Образ Электры проникнут непримиримостью, отчужденностью от всех, истерическим надломом. (Недаром Гофмансталь интересовался современными ему работами о лечении истерии и исследованиями венской школы психоанализа.) Электра не хочет никого видеть, не выносит, когда смотрят на нее, когда с ней пытаются заговорить. Прислужниц по дому она гонит прочь, называя их мясными мухами, которые готовы покрыть ее раны. Пришедшую к ней Хри-софемиду Электра встречает достаточно неприветливо: "Что тебе надо? Говори, говори, излейся предо мной, потом уходи и оставь меня!" Точно так же — еще не узнанному Оресту: "Короче — прочь! Оставь меня, оставь меня, оставь меня!" Таким образом, и в речах Электры, и в отзывах о ней других персонажей, и в ремарках на первое место выступает ее исступленная одержимость, имеющая мало общего с достоинством трагической героини у Софокла.
Еще существеннее другое отличие. У Софокла стремление Электры к мести направлено, в конечном счете, на восстановление универсума, разрушенного убийством царя и мужа, и чем ярче выявляется индивидуальность Электры, тем обоснованнее становится владеющая ею жажда мести. У Гофмансталя на первом месте — реализация Электрой своего собственного, надломленного горем "Я", об универсуме она не задумывается. Однако взятая ею на себя ноша превышает человеческие силы; взращенная в ней ненависть разрушает ее самое — отсюда смерть Электры у Гофмансталя в отличие от торжества Электры у Софокла. Как говорил о своей героине сам поэт, "именно содержание ее жизни разрушает ее изнутри, как превращающаяся в лед вода разрывает на куски глиняный сосуд"[860]. Испепеляя других своей дикой, истерической ненавистью, Электра сама сгорает в этом пламени. В другом месте Гофмансталь так писал о трагической основе мифа: "Мир, раздробленный на индивидуальности, стремится снова к единству"[861]. Это верно для древнегреческого мифологического сознания, каким мы знаем его по Эсхилу и Софоклу. В "Электре" Гофмансталя картина прямо противоположная: первое серьезное обращение к мифу об Оресте и Электре в XX в., связанное с выдвижением на первый план не Ореста (как в литературе XVIII-XIX в.), а Электры, означает его дегуманизацию, приводящую к разрушению личности.

ЧТО СДЕЛАТЬ ▸
1) Определите, соответствуют ли тексту об «Электре» Гофмансталя утверждения (a), (b) и (c). На каждое ответьте «да» или «нет» и приведите решающие слова текста в точной цитате.
(a) Электра у Гофмансталя охотно беседует с прислужницами.
(b) У Гофмансталя Электра погибает, а у Софокла торжествует.
(c) Гофмансталь интересовался работами о лечении истерии.
2) Ответьте по тексту об «Электре» Гофмансталя на вопросы (a), (b) и (c).
(a) Как Электра называет прислужниц по дому?
(b) С чем сам поэт сравнивает то, как содержание жизни разрушает героиню изнутри?
(c) Кто выдвигался на первый план в литературе XVIII–XIX вв.?
3) Допишите, пожалуйста, следующую часть текста об «Электре» Гофмансталя, начав сразу после его последнего предложения.

СОДЕРЖИМОЕ МАТЕРИАЛА ▸
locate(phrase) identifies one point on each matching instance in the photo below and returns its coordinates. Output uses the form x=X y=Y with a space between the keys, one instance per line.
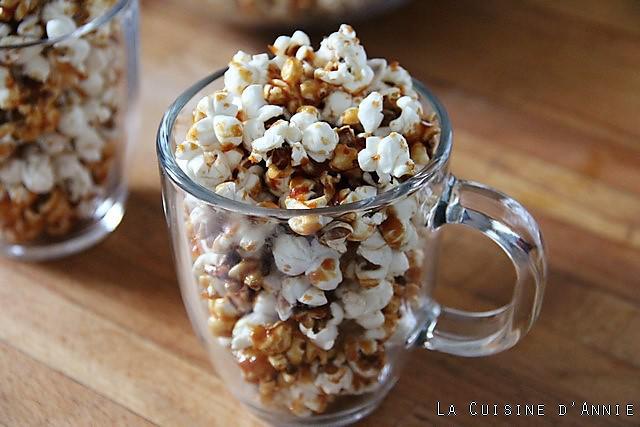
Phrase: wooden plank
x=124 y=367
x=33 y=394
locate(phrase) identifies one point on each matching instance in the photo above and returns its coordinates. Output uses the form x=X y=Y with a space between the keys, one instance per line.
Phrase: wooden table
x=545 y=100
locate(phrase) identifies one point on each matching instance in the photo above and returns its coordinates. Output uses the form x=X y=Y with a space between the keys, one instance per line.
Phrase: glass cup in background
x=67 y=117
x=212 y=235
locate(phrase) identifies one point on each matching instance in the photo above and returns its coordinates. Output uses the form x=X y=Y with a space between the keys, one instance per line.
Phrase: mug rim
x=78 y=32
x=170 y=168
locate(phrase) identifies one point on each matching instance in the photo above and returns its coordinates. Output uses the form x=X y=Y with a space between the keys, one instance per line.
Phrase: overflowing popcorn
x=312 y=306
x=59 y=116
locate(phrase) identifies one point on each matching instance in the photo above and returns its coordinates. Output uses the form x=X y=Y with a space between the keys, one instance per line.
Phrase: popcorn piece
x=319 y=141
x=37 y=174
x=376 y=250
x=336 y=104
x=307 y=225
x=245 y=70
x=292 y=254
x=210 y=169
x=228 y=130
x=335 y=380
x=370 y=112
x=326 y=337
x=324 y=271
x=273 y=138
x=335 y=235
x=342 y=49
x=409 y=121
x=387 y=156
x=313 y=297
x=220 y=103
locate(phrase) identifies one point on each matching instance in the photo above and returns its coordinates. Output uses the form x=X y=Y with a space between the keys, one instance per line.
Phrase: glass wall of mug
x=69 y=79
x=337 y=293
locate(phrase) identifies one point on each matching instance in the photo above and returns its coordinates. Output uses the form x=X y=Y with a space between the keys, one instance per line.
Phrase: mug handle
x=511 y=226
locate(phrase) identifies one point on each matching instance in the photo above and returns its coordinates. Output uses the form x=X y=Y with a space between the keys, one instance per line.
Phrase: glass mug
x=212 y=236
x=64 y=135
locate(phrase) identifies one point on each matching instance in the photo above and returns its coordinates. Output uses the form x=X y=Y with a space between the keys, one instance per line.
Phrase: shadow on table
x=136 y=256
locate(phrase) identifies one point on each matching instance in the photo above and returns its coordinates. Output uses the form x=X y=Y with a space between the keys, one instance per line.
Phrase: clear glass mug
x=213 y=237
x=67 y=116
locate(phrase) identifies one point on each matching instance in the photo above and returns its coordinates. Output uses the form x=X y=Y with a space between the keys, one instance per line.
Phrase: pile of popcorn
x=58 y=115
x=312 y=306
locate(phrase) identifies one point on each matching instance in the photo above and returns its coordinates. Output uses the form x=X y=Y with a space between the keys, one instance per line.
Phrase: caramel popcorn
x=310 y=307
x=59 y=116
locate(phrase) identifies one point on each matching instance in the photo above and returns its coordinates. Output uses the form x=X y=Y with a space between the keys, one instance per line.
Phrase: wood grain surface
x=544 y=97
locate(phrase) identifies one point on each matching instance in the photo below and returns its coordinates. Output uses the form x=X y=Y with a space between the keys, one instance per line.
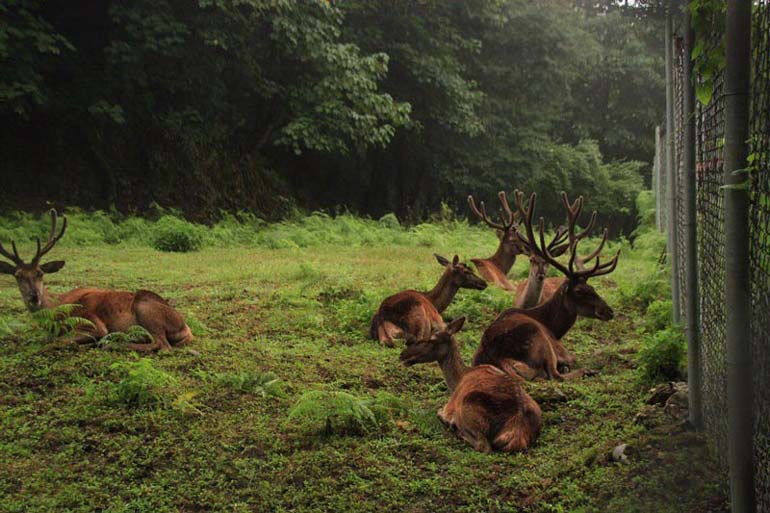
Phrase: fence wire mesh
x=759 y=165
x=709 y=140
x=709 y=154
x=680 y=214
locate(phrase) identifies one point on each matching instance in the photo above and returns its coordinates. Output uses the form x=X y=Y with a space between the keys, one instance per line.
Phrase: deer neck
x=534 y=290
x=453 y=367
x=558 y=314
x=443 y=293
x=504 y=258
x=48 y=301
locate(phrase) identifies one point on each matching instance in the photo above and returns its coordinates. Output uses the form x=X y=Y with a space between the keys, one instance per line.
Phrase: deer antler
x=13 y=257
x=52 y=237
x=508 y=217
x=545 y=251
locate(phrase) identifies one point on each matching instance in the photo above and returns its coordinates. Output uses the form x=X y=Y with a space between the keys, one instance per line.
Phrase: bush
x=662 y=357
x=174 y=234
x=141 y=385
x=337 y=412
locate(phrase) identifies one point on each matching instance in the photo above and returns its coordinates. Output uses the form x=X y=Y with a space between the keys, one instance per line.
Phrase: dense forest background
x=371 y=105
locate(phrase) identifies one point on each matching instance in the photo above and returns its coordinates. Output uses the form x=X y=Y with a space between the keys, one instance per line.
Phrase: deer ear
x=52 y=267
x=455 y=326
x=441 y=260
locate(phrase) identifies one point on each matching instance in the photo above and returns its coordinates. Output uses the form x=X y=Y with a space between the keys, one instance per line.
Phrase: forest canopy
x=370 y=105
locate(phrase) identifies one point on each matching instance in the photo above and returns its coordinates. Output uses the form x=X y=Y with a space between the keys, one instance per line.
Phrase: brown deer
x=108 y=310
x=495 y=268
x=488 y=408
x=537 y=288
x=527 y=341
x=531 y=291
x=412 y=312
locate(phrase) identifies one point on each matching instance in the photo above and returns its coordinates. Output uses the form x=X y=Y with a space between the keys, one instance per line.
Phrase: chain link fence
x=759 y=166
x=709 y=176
--
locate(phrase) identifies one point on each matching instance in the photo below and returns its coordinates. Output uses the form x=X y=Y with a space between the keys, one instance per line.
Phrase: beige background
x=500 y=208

ОТВЕТЫ К УПРАЖНЕНИЮ ▸
1)
(a) Нет: «Прислужниц по дому она гонит прочь, называя их мясными мухами, которые готовы покрыть ее раны».
(b) Да: «отсюда смерть Электры у Гофмансталя в отличие от торжества Электры у Софокла».
(c) Да: «Недаром Гофмансталь интересовался современными ему работами о лечении истерии».

2)
(a) Мясными мухами, которые готовы покрыть ее раны.
(b) С превращающейся в лед водой, которая разрывает на куски глиняный сосуд.
(c) Орест.

3)
Косвенное подтверждение этому дает в той же трагедии образ Хрисофемиды. И она, как ее сестра, не находит себе покоя в доме матери, ей все время чудится голос зовущего ее отца. От страха у нее день и ночь дрожат колени, сжато горло, она не может даже плакать, вся она — как камень. Но вместе с тем Хрисофемида, как всякая девушка, мечтает о замужестве и детях (Клитеместра, естественно, не выдает дочерей замуж, чтобы не вырос мститель за Агамемнона). Пусть ее супругом будет простой крестьянин (так перетолковывается завязка еврипидовской "Электры"), лишь бы он дал ей детей, чтобы в холодные и бурные ночи согревать их своим телом! В противоположность Электре, чье стремление направлено на месть и разрушение, естественный человеческий инстинкт побуждает Хрисофемиду к утверждению жизни с ее заботами и радостями.
2
Чтобы проследить за дальнейшим развитием интересующего нас сюжета, нам предстоит из Австрии начала XX в. переселиться в Соединенные Штаты Америки 20-30-х гг., где было создано одно из самых значительных произведений американской драматургии — трилогия Юджина О'Нила "Траур — участь Электры" (1931 г.).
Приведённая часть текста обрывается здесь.